■ Your goal ■
Having read the entries, repeat all of them exactly.

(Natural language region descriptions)
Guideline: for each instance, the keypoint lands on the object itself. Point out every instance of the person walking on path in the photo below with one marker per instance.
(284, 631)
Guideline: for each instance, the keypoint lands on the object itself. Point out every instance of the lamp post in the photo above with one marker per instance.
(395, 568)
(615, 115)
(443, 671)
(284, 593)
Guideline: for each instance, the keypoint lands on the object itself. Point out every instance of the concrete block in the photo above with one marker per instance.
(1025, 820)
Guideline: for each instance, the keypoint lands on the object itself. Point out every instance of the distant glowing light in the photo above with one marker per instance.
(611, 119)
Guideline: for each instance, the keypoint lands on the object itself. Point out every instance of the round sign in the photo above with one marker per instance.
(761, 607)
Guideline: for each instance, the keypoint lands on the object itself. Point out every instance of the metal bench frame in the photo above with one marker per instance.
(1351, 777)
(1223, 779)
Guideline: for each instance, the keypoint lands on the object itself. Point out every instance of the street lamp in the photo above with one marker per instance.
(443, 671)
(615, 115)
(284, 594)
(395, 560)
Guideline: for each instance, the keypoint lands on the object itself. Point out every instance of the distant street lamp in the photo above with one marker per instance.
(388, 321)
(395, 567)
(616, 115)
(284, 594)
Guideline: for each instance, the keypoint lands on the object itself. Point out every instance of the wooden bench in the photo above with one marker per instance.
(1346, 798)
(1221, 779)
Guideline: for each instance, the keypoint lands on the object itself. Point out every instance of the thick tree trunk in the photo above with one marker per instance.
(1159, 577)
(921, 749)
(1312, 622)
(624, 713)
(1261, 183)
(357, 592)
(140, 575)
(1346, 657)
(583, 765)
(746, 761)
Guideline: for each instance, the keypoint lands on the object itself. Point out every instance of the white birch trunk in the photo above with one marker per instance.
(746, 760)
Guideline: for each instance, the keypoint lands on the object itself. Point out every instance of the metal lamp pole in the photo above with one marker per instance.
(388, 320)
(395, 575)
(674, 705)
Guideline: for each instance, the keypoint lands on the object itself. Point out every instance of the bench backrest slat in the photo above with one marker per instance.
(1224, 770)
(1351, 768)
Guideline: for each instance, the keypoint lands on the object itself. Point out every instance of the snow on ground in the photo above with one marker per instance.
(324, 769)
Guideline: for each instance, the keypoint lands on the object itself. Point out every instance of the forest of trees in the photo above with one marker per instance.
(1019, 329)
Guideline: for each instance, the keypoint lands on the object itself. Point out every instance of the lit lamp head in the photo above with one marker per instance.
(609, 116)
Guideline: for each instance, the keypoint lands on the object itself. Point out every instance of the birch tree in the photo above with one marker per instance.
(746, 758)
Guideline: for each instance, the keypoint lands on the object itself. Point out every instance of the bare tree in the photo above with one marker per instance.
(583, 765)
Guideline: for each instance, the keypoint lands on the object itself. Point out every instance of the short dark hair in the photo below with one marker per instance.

■ Output of the task ■
Guideline: for each instance, the keypoint lands on the object itself. Point out every instance of the person walking on path in the photo below with one marker per instance.
(284, 631)
Guideline: for each instance, the keypoint lands on the object itself. Point out every instance of the lamp post in the photo above with one marker per instance.
(395, 568)
(615, 115)
(443, 671)
(284, 593)
Guideline: for each instance, the keypoint lands on the object itself. Point out every instance of the concrete block in the photo above with one marker per instance.
(1025, 820)
Guideline: for each instance, the keypoint lands on the object itself. Point out every instance of the distant glowing light in the photo above with one marker per instance.
(611, 119)
Guideline: for each instance, the keypoint lands on the object itself. Point out every instance of the round sign in the photo above with one marker per instance.
(761, 607)
Guideline: for each instance, the keypoint lands on the object itself. Point out every instance of the metal bench frame in the photo above with one marker per instance.
(1351, 777)
(1223, 779)
Guideline: for each instance, the keypoint lands on the object itself. Point out every instance of the street lamp in the photo above with one marker per instance.
(443, 671)
(615, 115)
(284, 594)
(395, 560)
Guideline: for each instance, the keypoint lands on the object itself. Point out every instance of the distant street lamp in the photo above with one marker per instance.
(388, 321)
(395, 567)
(616, 115)
(284, 594)
Guideline: for each instance, the keypoint lands on the object itself. Point out every instance of the wooden bench in the photo above with one marker per instance.
(1346, 798)
(1221, 779)
Guideline: for each instance, the keypoint lands on the object itself. Point out every instance of the thick tree trunk in the photo above with one marker per instance.
(1159, 577)
(921, 749)
(1312, 622)
(624, 713)
(1261, 183)
(357, 592)
(140, 575)
(1346, 657)
(583, 765)
(746, 761)
Guideline: for each instance, the keypoint lands on the object itself. Point out every instance of the white birch trunk in the photo above with one marker per instance.
(746, 760)
Guideline: for each instance, the keypoint lands on the object itself. Point out every instance of the metal lamp pole in the photo above with one marker per instance.
(388, 320)
(395, 575)
(674, 705)
Guideline: for each instance, the keypoint lands on the object itself. Point out every instance of the bench backrest slat in the photo above with one marker per instance.
(1224, 770)
(1351, 768)
Guideline: for each instance, the keypoint lands on the object itself. Point out every instance of the snow on ground in the photo above with one marker per instance.
(324, 769)
Guideline: for each instance, the keypoint lands on the object itself. Point out every instance of the forest of trees in the photo above with one marker per instance.
(1019, 329)
Guideline: for each instance, the keypoint lands on the object itself. Point out every instance of the lit lamp head in the photo above with one marker per instance.
(609, 116)
Guideline: for each instance, the keypoint lands on the object itself. Point out every instance of the birch tree in the photo above with one marker per instance.
(746, 758)
Guideline: for each instance, the keypoint lands on the object itself. Point out every instance of the bare tree in the photo above with one marker per instance.
(583, 765)
Guideline: for each instance, the keypoint lands on the object itself. Point out every instance of the short dark hair in the photo below with one marker per instance.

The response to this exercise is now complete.